[Point localization data]

================

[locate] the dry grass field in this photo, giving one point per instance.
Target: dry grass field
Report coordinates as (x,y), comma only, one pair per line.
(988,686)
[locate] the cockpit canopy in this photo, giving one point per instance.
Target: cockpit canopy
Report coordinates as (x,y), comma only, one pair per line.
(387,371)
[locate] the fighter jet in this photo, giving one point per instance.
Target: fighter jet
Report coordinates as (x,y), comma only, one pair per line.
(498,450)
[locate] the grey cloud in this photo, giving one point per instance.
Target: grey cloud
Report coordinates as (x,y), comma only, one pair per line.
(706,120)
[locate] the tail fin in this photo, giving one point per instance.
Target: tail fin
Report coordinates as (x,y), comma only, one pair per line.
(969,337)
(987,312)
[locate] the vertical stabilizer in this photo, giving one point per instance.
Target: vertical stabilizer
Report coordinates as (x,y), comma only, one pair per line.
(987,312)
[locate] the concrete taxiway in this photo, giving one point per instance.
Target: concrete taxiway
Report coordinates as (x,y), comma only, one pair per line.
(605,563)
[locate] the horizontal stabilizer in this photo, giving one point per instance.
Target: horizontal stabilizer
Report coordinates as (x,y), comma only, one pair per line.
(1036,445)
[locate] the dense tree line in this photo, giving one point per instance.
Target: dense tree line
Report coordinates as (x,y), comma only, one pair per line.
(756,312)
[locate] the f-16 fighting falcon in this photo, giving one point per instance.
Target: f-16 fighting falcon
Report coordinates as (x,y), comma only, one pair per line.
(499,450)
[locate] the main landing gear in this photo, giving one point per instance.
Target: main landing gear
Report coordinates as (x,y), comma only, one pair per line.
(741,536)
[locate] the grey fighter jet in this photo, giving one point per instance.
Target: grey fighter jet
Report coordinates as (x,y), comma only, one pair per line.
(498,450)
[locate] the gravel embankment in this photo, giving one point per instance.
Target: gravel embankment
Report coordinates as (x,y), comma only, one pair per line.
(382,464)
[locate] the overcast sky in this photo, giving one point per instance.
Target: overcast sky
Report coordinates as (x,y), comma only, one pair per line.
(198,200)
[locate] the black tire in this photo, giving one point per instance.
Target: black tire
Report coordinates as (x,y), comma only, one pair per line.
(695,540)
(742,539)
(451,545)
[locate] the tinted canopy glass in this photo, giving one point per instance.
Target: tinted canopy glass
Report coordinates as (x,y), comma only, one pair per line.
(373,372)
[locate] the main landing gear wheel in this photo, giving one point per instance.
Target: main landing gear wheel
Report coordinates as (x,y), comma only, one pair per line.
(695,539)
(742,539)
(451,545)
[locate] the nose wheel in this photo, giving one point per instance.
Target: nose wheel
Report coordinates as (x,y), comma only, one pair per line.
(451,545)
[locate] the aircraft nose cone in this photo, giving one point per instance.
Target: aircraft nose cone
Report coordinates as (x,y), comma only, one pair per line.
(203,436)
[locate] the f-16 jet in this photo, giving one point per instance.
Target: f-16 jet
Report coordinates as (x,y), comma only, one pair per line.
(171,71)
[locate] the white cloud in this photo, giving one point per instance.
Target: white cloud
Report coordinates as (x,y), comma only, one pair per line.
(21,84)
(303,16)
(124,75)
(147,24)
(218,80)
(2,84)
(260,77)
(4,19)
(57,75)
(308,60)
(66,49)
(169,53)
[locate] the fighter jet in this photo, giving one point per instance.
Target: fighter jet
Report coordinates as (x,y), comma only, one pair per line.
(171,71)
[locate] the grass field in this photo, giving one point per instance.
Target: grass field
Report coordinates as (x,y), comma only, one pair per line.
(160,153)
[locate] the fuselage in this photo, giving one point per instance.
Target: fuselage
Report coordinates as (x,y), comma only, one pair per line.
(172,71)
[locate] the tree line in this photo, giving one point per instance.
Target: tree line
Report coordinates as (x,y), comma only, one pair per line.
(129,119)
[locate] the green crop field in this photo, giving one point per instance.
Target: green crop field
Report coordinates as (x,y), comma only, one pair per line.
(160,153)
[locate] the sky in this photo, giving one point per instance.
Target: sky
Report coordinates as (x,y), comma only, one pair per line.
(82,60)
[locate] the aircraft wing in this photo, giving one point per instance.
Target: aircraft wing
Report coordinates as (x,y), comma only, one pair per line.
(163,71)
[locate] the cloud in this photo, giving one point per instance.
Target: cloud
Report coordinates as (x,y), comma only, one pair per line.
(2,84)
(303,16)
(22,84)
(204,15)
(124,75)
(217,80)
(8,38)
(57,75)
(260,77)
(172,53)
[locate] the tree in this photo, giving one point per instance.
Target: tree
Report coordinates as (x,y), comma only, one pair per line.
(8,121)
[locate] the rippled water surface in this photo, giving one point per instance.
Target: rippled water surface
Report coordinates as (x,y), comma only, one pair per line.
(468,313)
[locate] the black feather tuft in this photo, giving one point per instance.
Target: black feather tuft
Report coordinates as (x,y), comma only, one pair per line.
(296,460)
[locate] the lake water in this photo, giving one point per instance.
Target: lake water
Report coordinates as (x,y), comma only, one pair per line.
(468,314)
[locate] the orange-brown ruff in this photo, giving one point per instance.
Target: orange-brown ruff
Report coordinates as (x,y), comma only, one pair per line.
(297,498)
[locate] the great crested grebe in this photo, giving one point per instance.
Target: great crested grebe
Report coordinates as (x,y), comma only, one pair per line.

================

Problem details -
Please output the complete data exactly.

Result below -
[locate] the dry grass field in this photo, giving one point per instance.
Target: dry grass field
Report coordinates as (x,y), comma only, one pair per line.
(988,686)
[locate] the cockpit canopy in this photo, giving one point per instance.
Target: cockpit canopy
Report coordinates as (x,y), comma only, one pair per line.
(387,371)
[locate] the fighter jet in this photo, giving one point per instance.
Target: fighter jet
Report coordinates as (x,y), comma only, one pair per line.
(498,450)
[locate] the grey cloud in this photo, giving one point per instance.
Target: grey cloud
Report coordinates as (x,y), comma only, one pair per line.
(706,120)
[locate] the tail fin in this photo, giving one point per instance.
Target: tail fin
Report coordinates as (x,y), comma only, one pair per line.
(969,337)
(987,312)
[locate] the vertical stabilizer in this photo, giving one point per instance.
Target: vertical stabilizer
Report coordinates as (x,y), comma only, one pair per line.
(987,312)
[locate] the concrete taxiway in this photo, giving one point per instance.
Target: concrete taxiway
Report coordinates as (x,y), comma only, one pair per line.
(605,563)
[locate] the horizontal stabilizer in this photo, giving one point per instance.
Target: horizontal stabilizer
Report coordinates as (x,y), comma only, one pair per line.
(1036,445)
[locate] the dense tree line in this photo, giving one point per instance.
Target: dense tree line
Report coordinates as (x,y), comma only, one pair per line.
(756,312)
[locate] the f-16 fighting falcon in this photo, giving one point per instance.
Target: f-16 fighting falcon
Report coordinates as (x,y), comma only, one pair per line.
(499,450)
[locate] the main landing gear in this photo, giving one point per instance.
Target: main landing gear
Report coordinates as (x,y), comma only, one pair per line.
(741,536)
[locate] the grey fighter jet in this photo, giving one point per instance.
Target: grey fighter jet
Report coordinates as (x,y), comma only, one pair per line.
(498,450)
[locate] the gravel embankment in this photo, giving one point per instance.
Target: gravel embankment
Report coordinates as (x,y), comma only, one pair per line.
(382,464)
[locate] the overcast sky in this photo, giving one point per instance.
Target: overcast sky
Report coordinates as (x,y), comma only, one pair per line.
(198,200)
[locate] the black tire in this photo, giving one point per instance.
Target: black tire
Report coordinates as (x,y), comma only, one pair per line.
(695,540)
(742,539)
(451,545)
[locate] the tinted canopy glass in this photo, giving one point per instance.
Target: tinted canopy glass
Report coordinates as (x,y), comma only, one pair per line.
(373,372)
[locate] the main landing gear wheel in this photo, giving one point per instance.
Target: main landing gear wheel
Report coordinates as (x,y), comma only, one pair per line.
(695,539)
(742,539)
(451,545)
[locate] the nose wheel in this photo, giving one point per instance.
Target: nose wheel
Report coordinates as (x,y), comma only, one pair per line.
(451,545)
[locate] the aircraft nose cone in this photo, giving one point per instance.
Target: aircraft nose cone
Report coordinates as (x,y), comma only, one pair per line.
(203,436)
[locate] the f-16 jet in this photo, giving one point per instance.
Target: f-16 jet
Report coordinates as (x,y), comma only, one pair per line.
(171,71)
[locate] the white cloud in this photo, giving one point per instance.
Target: white cloud
Report coordinates as (x,y), comma only, one pair per line.
(21,84)
(303,16)
(124,75)
(147,24)
(218,80)
(2,84)
(260,77)
(4,19)
(57,75)
(308,60)
(66,49)
(169,53)
[locate] the fighter jet in this photo, giving one point per instance.
Target: fighter jet
Report coordinates as (x,y), comma only, one pair per line.
(171,71)
[locate] the grass field in this photo, giving one point per instance.
Target: grass field
Report coordinates as (x,y), comma only, one pair per line.
(160,153)
[locate] the fuselage in this photo, giving one point per instance.
Target: fuselage
Report coordinates as (x,y), comma only, one pair per line.
(172,71)
[locate] the tree line in this photo, giving one point per instance.
Target: tree line
Report coordinates as (x,y), comma only, one pair per line.
(129,119)
[locate] the green crop field in this photo, giving one point per instance.
Target: green crop field
Report coordinates as (x,y), comma only, one pair per line.
(160,153)
[locate] the sky in this photo, giving one point per instance.
Target: sky
Report coordinates as (x,y), comma only, one pair per line.
(82,60)
[locate] the aircraft wing in this photo, giving one point per instance.
Target: aircraft wing
Report coordinates as (x,y), comma only, one pair per line.
(163,71)
[locate] the cloud in this photo, giving one point per instance.
Target: cloud
Report coordinates as (x,y), comma only, one pair per line.
(2,84)
(303,16)
(22,84)
(204,15)
(124,75)
(217,80)
(8,38)
(57,75)
(260,77)
(172,53)
[locate] the tree in this photo, giving one point per instance.
Target: tree
Report coordinates as (x,y), comma only, one pair per line.
(8,121)
[locate] the rippled water surface in this photo, giving one point per instance.
Target: rippled water surface
Report coordinates as (x,y), comma only, one pair per line.
(468,313)
[locate] the black feather tuft in this photo, giving one point per instance.
Target: black feather tuft
Report coordinates as (x,y), comma only, one pair per line.
(296,460)
[locate] the lake water in this photo, giving one point per instance.
Target: lake water
Report coordinates as (x,y), comma only, one pair per line.
(468,314)
[locate] the orange-brown ruff in this photo, giving one point per instance.
Target: orange-brown ruff
Report coordinates as (x,y), comma only, one pair per line.
(297,498)
[locate] the great crested grebe in this photo, giving one point per instance.
Target: great crested grebe
Report coordinates as (x,y), comma only, one pair per line.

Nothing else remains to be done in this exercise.